__EXERCISE BRIEF__:
Revise the glossary stretch from "Transcoding Services: A" through "communication protocols world-wide.", changing "teletypewriter" to "teleprinter".

Relay Service: A third-party or intermediary that enables 
communications between deaf, hard of hearing and speech-impaired 


people, and people without hearing or speech-impairment. Relay 
Services form a subset of the activities of Transcoding Services (see 
definition). 


Transcoding Services: A human or automated third party acting as an 
intermediary in any session between two other User Agents (being a 
User Agent itself), and transcoding one stream into another (e.g., 
voice to text or vice versa). 


Textphone: Sometimes called a TTY (teletypewriter), TDD 
(telecommunications device for the deaf) or a minicom, a textphone 
enables a deaf, hard of hearing or speech-impaired person to place a 
call to a telephone or another textphone. Some textphones use the 
V.18[3] protocol as a standard for communication with other textphone 
communication protocols world-wide. 


User: A deaf, hard of hearing or speech-impaired individual. A user 
is otherwise referred to as a person or individual, and users are 
referred to as people.

__RECORD EXTRACTS__:
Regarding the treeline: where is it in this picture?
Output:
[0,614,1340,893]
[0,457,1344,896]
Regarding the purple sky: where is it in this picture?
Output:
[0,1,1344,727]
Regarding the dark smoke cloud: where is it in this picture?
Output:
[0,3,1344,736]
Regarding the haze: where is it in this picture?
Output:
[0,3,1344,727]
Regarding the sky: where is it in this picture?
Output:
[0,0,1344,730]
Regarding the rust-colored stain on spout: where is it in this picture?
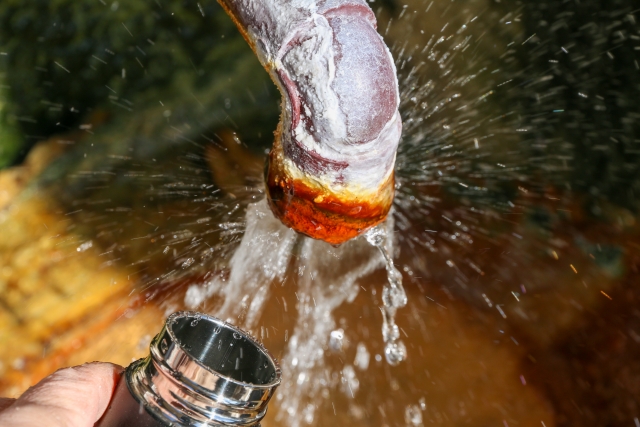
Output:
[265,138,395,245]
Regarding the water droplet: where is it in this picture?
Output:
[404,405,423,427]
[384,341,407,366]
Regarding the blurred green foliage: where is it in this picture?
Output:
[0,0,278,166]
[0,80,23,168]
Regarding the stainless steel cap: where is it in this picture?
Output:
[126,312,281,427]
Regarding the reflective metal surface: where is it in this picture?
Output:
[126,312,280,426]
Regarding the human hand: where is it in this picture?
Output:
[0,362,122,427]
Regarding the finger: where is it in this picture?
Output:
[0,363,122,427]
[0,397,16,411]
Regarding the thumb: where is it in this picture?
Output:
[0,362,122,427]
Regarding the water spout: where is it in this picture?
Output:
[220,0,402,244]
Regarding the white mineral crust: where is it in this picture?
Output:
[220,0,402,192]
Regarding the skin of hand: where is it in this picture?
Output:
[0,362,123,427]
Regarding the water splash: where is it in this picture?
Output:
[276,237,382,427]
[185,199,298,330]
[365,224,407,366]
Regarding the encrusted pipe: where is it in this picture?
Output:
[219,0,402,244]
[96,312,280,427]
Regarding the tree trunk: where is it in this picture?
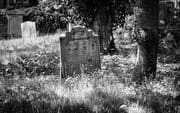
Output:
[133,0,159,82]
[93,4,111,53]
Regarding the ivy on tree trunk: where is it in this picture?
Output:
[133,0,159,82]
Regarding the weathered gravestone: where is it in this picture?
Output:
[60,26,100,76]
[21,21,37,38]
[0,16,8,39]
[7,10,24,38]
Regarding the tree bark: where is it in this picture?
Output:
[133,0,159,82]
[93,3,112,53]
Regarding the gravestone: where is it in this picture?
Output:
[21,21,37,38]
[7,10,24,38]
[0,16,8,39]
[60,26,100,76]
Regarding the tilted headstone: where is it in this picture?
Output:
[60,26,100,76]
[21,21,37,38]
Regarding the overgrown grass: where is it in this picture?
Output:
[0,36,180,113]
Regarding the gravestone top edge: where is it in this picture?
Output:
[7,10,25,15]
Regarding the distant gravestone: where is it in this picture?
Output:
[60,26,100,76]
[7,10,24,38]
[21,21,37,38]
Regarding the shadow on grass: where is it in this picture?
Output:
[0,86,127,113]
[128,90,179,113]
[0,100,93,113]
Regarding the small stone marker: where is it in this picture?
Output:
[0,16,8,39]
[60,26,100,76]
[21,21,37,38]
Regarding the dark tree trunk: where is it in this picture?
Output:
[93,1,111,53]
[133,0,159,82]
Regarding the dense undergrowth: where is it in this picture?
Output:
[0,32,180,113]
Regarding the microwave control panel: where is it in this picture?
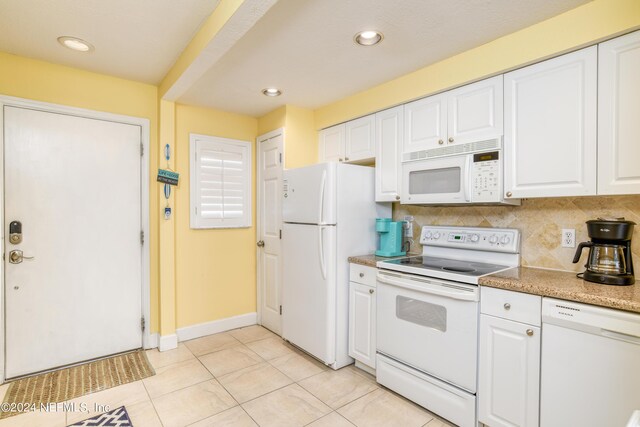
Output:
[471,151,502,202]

==

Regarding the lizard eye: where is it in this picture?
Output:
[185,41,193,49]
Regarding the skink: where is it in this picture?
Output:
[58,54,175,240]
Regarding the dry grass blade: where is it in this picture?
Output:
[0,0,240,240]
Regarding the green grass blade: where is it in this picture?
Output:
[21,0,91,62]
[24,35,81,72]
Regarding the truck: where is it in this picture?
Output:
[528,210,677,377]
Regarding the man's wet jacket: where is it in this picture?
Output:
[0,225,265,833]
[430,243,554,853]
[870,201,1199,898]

__RESPONSE BELOW__:
Transcoding Services: A human or automated third party acting as an 
intermediary in any session between two other User Agents (being a 
User Agent itself), and transcoding one stream into another (e.g., 
voice to text or vice versa). 


Textphone: Sometimes called a TTY (teleprinter), TDD 
(telecommunications device for the deaf) or a minicom, a textphone 
enables a deaf, hard of hearing or speech-impaired person to place a 
call to a telephone or another textphone. Some textphones use the 
V.18[3] protocol as a standard for communication with other textphone 
communication protocols world-wide.